• **TO DO**:
Rewrite the data from the line containing "roof in the photo above." through the end, swapping "innermost point" for "center" and leaving everything else unchanged.

--------------------

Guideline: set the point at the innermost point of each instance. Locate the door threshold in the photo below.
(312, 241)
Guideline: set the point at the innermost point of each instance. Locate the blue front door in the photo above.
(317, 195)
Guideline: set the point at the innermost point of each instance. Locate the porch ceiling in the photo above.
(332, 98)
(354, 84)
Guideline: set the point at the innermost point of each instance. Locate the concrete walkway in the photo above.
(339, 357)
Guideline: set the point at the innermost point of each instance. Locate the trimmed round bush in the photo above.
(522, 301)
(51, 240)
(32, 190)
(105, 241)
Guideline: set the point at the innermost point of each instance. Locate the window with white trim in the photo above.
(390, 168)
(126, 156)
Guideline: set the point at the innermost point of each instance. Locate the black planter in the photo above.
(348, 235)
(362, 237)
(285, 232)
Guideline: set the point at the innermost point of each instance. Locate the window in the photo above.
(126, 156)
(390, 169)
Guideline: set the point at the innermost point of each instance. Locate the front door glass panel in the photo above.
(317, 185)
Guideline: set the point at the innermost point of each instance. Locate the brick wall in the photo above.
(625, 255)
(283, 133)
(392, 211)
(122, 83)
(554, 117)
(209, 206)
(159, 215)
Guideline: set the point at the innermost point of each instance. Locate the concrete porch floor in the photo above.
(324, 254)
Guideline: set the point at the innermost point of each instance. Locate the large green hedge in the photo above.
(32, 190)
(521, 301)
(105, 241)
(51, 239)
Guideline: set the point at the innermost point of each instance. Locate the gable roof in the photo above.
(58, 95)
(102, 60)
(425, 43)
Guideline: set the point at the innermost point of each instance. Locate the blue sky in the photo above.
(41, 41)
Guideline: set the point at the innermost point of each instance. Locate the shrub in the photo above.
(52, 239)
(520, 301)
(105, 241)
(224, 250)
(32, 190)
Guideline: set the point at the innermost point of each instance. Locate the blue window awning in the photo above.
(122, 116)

--------------------

• **SOLVED EXERCISE**:
Guideline: set the point at the center of each instance. Locate the gable roof in the photo above.
(58, 95)
(102, 60)
(425, 43)
Guideline: set the point at the center of each instance. Locate the blue sky in the photo above.
(41, 41)
Guideline: set the point at the center of each instance. Locate the shrub in the photo above.
(52, 239)
(520, 301)
(105, 241)
(224, 250)
(32, 190)
Guideline: set the point at the center of each instance. Locate the blue window awning in the photo above.
(122, 116)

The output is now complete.